[Recorded data]
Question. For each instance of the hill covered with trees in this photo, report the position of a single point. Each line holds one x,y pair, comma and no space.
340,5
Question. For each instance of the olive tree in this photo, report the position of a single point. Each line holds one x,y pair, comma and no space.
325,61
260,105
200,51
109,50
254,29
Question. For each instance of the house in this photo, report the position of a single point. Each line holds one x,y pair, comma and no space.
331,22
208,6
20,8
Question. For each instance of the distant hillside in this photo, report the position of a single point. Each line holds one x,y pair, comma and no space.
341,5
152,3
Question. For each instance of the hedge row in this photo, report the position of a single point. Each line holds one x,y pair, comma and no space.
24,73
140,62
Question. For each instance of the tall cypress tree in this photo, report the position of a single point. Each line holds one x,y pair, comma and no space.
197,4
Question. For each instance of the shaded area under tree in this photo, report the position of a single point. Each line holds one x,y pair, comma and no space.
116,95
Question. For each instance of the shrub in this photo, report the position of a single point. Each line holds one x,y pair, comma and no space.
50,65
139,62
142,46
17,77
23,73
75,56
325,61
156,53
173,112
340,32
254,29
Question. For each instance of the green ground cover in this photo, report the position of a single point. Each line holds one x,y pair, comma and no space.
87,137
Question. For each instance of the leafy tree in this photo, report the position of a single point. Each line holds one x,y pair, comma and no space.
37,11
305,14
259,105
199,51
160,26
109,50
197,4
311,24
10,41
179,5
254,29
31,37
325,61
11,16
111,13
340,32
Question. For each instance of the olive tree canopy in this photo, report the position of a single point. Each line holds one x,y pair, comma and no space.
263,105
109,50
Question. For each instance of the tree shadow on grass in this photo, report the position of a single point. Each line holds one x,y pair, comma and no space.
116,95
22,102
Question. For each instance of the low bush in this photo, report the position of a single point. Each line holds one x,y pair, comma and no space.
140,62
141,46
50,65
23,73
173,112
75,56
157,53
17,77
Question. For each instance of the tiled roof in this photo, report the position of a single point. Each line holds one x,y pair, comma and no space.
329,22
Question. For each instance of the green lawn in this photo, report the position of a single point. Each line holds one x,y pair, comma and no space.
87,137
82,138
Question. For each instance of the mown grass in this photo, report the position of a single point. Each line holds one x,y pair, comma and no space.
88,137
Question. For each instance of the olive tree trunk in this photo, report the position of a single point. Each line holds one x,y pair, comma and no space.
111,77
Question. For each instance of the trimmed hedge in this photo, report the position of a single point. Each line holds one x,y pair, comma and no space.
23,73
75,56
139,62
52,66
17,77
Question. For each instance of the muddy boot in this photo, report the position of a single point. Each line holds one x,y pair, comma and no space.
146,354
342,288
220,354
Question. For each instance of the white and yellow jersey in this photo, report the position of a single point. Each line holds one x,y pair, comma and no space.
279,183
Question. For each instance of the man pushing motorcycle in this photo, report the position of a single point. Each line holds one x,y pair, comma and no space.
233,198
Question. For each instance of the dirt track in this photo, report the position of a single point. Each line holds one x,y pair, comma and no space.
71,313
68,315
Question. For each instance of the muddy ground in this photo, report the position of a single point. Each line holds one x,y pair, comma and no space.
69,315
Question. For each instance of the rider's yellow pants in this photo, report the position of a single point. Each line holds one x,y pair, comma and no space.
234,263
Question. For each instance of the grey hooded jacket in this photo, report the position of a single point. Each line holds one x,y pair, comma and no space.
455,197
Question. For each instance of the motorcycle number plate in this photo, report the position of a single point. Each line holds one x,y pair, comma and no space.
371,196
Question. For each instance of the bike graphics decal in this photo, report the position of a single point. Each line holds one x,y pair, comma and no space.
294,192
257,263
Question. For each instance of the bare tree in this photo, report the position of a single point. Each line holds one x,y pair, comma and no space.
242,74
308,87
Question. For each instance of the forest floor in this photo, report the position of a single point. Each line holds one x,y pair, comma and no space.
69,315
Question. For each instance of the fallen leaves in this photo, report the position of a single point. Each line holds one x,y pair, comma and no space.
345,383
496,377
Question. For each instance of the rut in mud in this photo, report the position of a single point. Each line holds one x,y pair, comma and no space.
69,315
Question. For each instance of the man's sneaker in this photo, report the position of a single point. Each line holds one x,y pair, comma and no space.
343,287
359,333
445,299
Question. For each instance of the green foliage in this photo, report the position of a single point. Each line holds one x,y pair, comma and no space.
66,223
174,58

[Work to complete]
The data above needs to be retyped in full, exactly as given.

[Exercise solution]
Question. For each instance of the hill covered with trees in this photo, report the position of a single point. Each line holds one x,y pair, comma and no space.
340,5
Question. For each instance of the olive tree in this photo, report the position of a single point. Each line holds one x,y pair, comma and no space.
325,61
260,105
200,51
109,50
254,29
Question. For each instance of the house in this photo, report the position of a single point. Each line holds one x,y pair, comma and no space.
331,22
208,6
20,8
Question. For each instance of the distant hillside in this photo, report the position of a single point. Each line holds one x,y pair, comma and no space.
341,5
152,3
Question. For each instance of the hedge row in this photo, report the position of a single point. Each line holds one x,y pair, comma and no space.
24,73
140,62
Question. For each instance of the tall cypress tree in this photo, report the position of a single point. Each line holds one x,y pair, comma and no space.
197,4
Question. For each instance of the shaded area under tree in this photo, report the position of a single point. Each line holds one x,y pair, comma and no space.
116,95
Question. For each instance of the shrub in this photo, report the position of a single point. Each line holds one x,y pair, comma and no space.
50,65
139,62
142,46
17,77
23,73
75,56
325,61
156,53
173,112
340,32
254,29
Question. For each instance of the green ground cover in this photo, report the position of a single point. Each line holds one x,y pair, comma and no space.
87,137
Question. For each instance of the leafy tree in this photo, report the position of a single point. Each line holds one x,y pair, comma and no space.
37,11
305,14
259,105
199,51
160,26
109,50
197,4
311,24
10,41
179,5
254,29
31,37
325,61
11,16
111,13
340,32
Question. For each instance of the olive tree canopy in this photo, report the position of a single point. Each line holds one x,y pair, comma and no space.
263,105
109,50
Question. For each instance of the tree shadow on grass in this photo, report the position of a single point. Each line holds one x,y pair, comma and no space.
116,95
22,102
Question. For each instance of the low bush in this photo, report the position of a single point. Each line holds one x,y pair, comma and no space.
140,62
141,46
50,65
23,73
173,112
75,56
157,53
17,77
Question. For each instance of the tiled roof in this photo, report the position of a single point. Each line holds one x,y pair, comma and no space.
329,22
Question. For each instance of the green lawn in this photo, report the position of a single point. Each line holds one x,y pair, comma and no space.
87,137
82,138
Question. For each instance of the mown grass in this photo, report the position of a single point. Each line holds one x,y pair, comma and no space.
88,137
Question. For each instance of the olive tree trunk in this photo, report the position of a single point. Each line holds one x,y pair, comma and no space.
111,77
Question. For each instance of the trimmed hedge in this photo, report the position of a single point. Each line holds one x,y pair, comma and no space.
23,73
75,56
139,62
52,66
17,77
Question. For each instance of the muddy boot in this photo, report the position of a single point. Each line holds one x,y pair, comma and no space.
146,354
342,288
220,354
Question. For each instance of the white and yellow jersey in this photo, report the position of a single point. Each line holds one x,y pair, comma and no space.
279,183
Question. For each instance of the man pushing motorcycle in this photo, report the position of a single point. Each line holds one x,y pair, comma and no space.
233,198
Question. For each instance of the dirt track in this photo, report the position of a single point. Each line holds one x,y pair, comma and no space.
71,313
68,315
Question. For each instance of the muddy ground in this photo, report the position of a single point. Each line holds one x,y pair, comma and no space.
69,315
Question. For each instance of the rider's yellow pants in this photo, report the position of a single point. Each line holds one x,y pair, comma and no space.
234,263
Question. For each instance of the grey hooded jacket in this photo, report the position of a single point. Each line holds one x,y pair, comma and no space.
455,197
Question. For each instance of the motorcycle number plate in this photo, report the position of a single point. Each line holds one x,y pair, comma and no space.
371,196
Question. For each instance of the bike graphics decal in this photo, report the position of a single point. Each line holds one x,y pair, comma and no space.
294,192
257,263
Question. For each instance of the bare tree in this photo, report the position of a single point. Each line holds one x,y pair, comma and no space.
242,74
308,87
Question. For each instance of the forest floor in this photo, report the position of a single point. Each line holds one x,y pair, comma and no space.
69,315
Question. For each instance of the fallen leaves in this photo, report the position of a single point. Each line holds one x,y pair, comma and no space.
345,383
496,377
Question. For each instance of the rut in mud in this photo, report the position of a single point. Each line holds one x,y pair, comma and no space.
69,315
Question. For each instance of the man's sneaker in this photo, report the position of a single point. Each line holds one x,y pair, comma and no space.
343,287
359,333
445,299
Question. For each instance of the green foliage in this photo, report the position of a single point. Each line holds one x,y pair, comma and no space.
66,223
174,58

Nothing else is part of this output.